• [Prompt 1]:
Edit the records from their beginning through the line containing "POLYGON ((185 119, 185", replacing "window blind" with "roller shade" and leaving all else unchanged. Omit the pictures from your answer.

───── Excerpt provided ─────

Saturday Morning Message: The Compassion of TAPS Mentors
Author: Carol Lane
Peer mentors are survivors who are 18 months beyond their own loss and have been trained by peer professionals. They are ready to offer a hand to others, so they are assigned to newer survivors who have the same relationship to the deceased and have suffered a similar loss. “Stronger Together” by Lalaine Estella is an article with a mentor and her mentee discussing their relationship and how they help each other out. In the Response section of today’s message, other survivors share about their relationships with mentors. After reading today’s message, you might want to Request a Peer Mentor or Become a Peer Mentor.
New feature on our TAPS website Events Page: On the right side of the events page, there is now a new feature allowing us to search events by zip code. When you enter your zip code, TAPS events within 150 miles will be shown. This should be helpful to not only find TAPS programs, but also to locate Care Groups and meetups gathering in your community. Also, this feature will be wonderful help if you’re traveling. Now, you'll be able to plan ahead and find TAPS events wherever you will be.
Remember, you can write to me anytime just to communicate or if you have thoughts on what could make the Saturday Morning Message more helpful. I look forward to hearing from you. My email address is email@example.com.

───── Records supplied ─────

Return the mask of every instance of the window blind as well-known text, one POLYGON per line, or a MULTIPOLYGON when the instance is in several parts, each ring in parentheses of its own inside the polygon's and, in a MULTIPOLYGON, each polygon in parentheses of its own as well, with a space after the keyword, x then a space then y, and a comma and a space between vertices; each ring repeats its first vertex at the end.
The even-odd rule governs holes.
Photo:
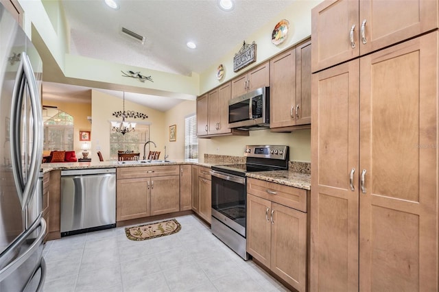
MULTIPOLYGON (((137 124, 134 131, 121 133, 112 130, 110 125, 110 159, 117 160, 117 151, 119 150, 132 151, 134 153, 140 153, 140 158, 143 157, 143 145, 150 140, 150 125, 137 124)), ((145 151, 149 153, 148 147, 145 151)), ((147 155, 146 156, 147 157, 147 155)))
POLYGON ((185 119, 185 159, 198 159, 197 117, 195 114, 185 119))

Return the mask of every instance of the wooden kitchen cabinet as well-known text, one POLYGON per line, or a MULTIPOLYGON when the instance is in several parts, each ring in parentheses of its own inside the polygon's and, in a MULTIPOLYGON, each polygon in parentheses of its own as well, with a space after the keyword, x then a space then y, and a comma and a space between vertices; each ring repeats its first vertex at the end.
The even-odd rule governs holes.
POLYGON ((116 221, 180 210, 178 165, 117 169, 116 221))
POLYGON ((227 82, 197 99, 197 136, 248 136, 248 131, 228 128, 228 100, 231 83, 227 82))
POLYGON ((322 2, 311 10, 312 71, 438 27, 438 5, 431 0, 322 2))
POLYGON ((59 239, 61 238, 61 171, 51 171, 49 181, 49 234, 47 239, 59 239))
POLYGON ((192 167, 192 210, 210 224, 212 220, 211 169, 197 165, 192 167))
POLYGON ((47 224, 46 229, 46 234, 44 237, 44 241, 47 240, 49 235, 49 186, 50 184, 50 173, 45 173, 43 175, 43 207, 42 213, 43 217, 47 224))
POLYGON ((310 291, 438 291, 438 38, 313 75, 310 291))
POLYGON ((309 127, 311 40, 307 40, 272 59, 270 75, 272 131, 309 127))
POLYGON ((151 178, 151 216, 180 210, 180 177, 151 178))
POLYGON ((192 210, 197 214, 200 212, 199 171, 199 166, 192 165, 192 210))
POLYGON ((232 80, 232 98, 270 86, 270 62, 265 62, 232 80))
POLYGON ((192 165, 180 166, 180 210, 192 209, 192 165))
POLYGON ((116 221, 150 216, 150 178, 118 179, 117 182, 116 221))
POLYGON ((208 93, 209 135, 232 132, 232 129, 228 128, 228 100, 231 94, 230 82, 208 93))
POLYGON ((207 93, 197 99, 197 136, 206 136, 209 129, 209 95, 207 93))
POLYGON ((247 252, 299 291, 307 291, 307 193, 248 178, 247 252))

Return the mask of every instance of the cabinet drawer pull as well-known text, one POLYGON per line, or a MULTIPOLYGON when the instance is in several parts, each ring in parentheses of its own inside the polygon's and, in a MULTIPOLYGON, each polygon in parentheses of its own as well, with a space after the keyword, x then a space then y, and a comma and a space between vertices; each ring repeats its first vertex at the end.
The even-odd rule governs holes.
POLYGON ((355 25, 353 25, 351 27, 351 32, 349 32, 349 38, 351 39, 351 47, 355 49, 355 42, 354 41, 354 30, 355 29, 355 25))
POLYGON ((366 45, 368 40, 366 39, 366 19, 363 21, 361 23, 361 39, 363 40, 363 45, 366 45))
POLYGON ((364 194, 366 193, 366 188, 364 187, 364 181, 366 180, 364 177, 366 176, 366 169, 363 169, 363 172, 361 173, 361 192, 363 192, 364 194))
POLYGON ((351 174, 349 175, 349 184, 351 185, 351 191, 353 192, 355 191, 355 187, 354 186, 354 173, 355 172, 355 169, 352 168, 351 169, 351 174))

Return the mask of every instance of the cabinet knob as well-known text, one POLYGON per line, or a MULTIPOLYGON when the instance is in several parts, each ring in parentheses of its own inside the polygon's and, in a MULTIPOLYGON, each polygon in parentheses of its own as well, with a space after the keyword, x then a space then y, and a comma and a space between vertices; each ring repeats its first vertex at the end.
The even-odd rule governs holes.
POLYGON ((363 23, 361 23, 361 39, 363 40, 363 45, 366 45, 368 42, 366 39, 366 19, 363 20, 363 23))
POLYGON ((351 47, 353 49, 355 49, 355 42, 354 41, 354 30, 355 29, 355 25, 353 25, 351 27, 351 32, 349 32, 349 39, 351 40, 351 47))

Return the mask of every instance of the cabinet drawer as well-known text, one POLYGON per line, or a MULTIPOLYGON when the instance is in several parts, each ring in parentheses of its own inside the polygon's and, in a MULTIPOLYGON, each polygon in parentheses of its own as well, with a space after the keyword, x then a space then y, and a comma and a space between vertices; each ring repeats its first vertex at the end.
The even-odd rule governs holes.
POLYGON ((307 193, 306 190, 254 178, 248 178, 247 193, 302 212, 307 212, 307 193))
POLYGON ((178 175, 180 175, 180 165, 120 167, 116 171, 116 175, 118 180, 178 175))
POLYGON ((211 169, 209 167, 200 167, 198 169, 198 176, 205 178, 206 180, 211 180, 211 169))

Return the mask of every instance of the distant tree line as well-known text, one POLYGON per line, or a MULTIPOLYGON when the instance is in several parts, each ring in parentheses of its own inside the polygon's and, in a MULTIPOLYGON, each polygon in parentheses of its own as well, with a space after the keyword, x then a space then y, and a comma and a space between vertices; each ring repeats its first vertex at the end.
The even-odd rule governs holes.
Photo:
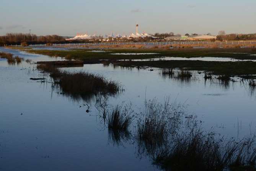
POLYGON ((170 36, 174 36, 174 33, 173 32, 170 32, 169 33, 156 33, 153 35, 155 37, 158 37, 159 39, 164 39, 170 36))
POLYGON ((219 34, 217 36, 217 40, 219 41, 256 40, 256 33, 250 34, 219 34))
POLYGON ((20 45, 22 42, 28 44, 33 43, 57 43, 65 42, 62 36, 53 35, 38 36, 36 34, 23 33, 7 33, 5 36, 0 36, 0 46, 4 45, 20 45))

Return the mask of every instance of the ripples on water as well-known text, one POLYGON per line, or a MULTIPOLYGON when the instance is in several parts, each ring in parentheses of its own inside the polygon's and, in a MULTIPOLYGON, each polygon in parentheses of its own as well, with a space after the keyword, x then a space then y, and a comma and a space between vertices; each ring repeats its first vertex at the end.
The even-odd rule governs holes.
MULTIPOLYGON (((18 50, 0 50, 32 62, 62 60, 18 50)), ((137 157, 130 135, 123 135, 124 140, 114 145, 119 137, 109 132, 98 117, 95 98, 83 100, 58 93, 52 91, 49 77, 43 83, 30 80, 46 77, 35 67, 25 62, 9 65, 4 60, 0 61, 0 167, 5 170, 74 170, 77 166, 77 170, 158 169, 147 157, 137 157), (89 113, 83 103, 90 106, 89 113)), ((130 103, 138 114, 145 98, 156 97, 162 103, 170 95, 172 101, 188 104, 186 111, 196 114, 206 129, 213 127, 222 135, 240 137, 255 131, 256 94, 246 83, 229 82, 223 86, 205 81, 204 74, 196 72, 193 73, 196 79, 182 81, 162 77, 157 68, 150 71, 101 64, 61 69, 87 71, 119 81, 125 91, 110 97, 108 103, 130 103)))

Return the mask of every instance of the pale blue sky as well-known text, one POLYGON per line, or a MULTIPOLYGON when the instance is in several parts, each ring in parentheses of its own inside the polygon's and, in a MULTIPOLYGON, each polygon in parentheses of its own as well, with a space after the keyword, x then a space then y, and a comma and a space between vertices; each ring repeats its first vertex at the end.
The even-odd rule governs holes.
POLYGON ((1 0, 0 35, 256 33, 255 0, 1 0))

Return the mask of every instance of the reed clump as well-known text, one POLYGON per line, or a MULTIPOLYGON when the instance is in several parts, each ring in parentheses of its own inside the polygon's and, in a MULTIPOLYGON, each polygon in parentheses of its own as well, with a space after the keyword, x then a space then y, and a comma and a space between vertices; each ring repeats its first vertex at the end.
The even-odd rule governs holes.
POLYGON ((205 80, 206 80, 207 79, 211 80, 212 78, 212 76, 210 74, 204 74, 204 78, 205 80))
POLYGON ((229 81, 230 80, 230 75, 228 74, 219 75, 217 79, 221 81, 229 81))
POLYGON ((161 74, 163 75, 173 76, 174 75, 174 71, 173 69, 162 70, 161 74))
POLYGON ((127 110, 123 108, 122 105, 117 105, 108 114, 108 127, 115 131, 127 132, 132 121, 132 117, 127 110))
POLYGON ((115 94, 122 90, 119 83, 108 80, 99 75, 82 71, 61 71, 50 65, 38 65, 37 67, 50 74, 54 80, 54 85, 58 86, 54 87, 57 90, 61 91, 74 98, 86 99, 99 93, 115 94))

─────

• [Prompt 2]:
In the Saturday Morning Message on TAPS mentors, within what distance of an entered zip code are TAPS events shown by the new search feature?

• [Correct result 1]:
Return the mask of every instance of the roller shade as well-known text, one POLYGON per line, or a MULTIPOLYGON when the instance is in several parts, each ring in parentheses of its own inside the polygon's and, in a MULTIPOLYGON, each polygon in parentheses of its own as well, with a space after the keyword, x then a space then y, and a comma and a space between vertices; each ring repeats its first vertex at the end.
The even-odd rule governs holes.
Photo:
MULTIPOLYGON (((137 124, 134 131, 121 133, 112 130, 110 125, 110 159, 117 160, 117 151, 119 150, 132 151, 134 153, 140 153, 140 158, 143 157, 143 145, 150 140, 150 125, 137 124)), ((145 151, 149 153, 148 147, 145 151)), ((147 155, 146 156, 147 157, 147 155)))
POLYGON ((185 119, 185 159, 198 159, 197 117, 195 114, 185 119))

• [Correct result 2]:
Within 150 miles.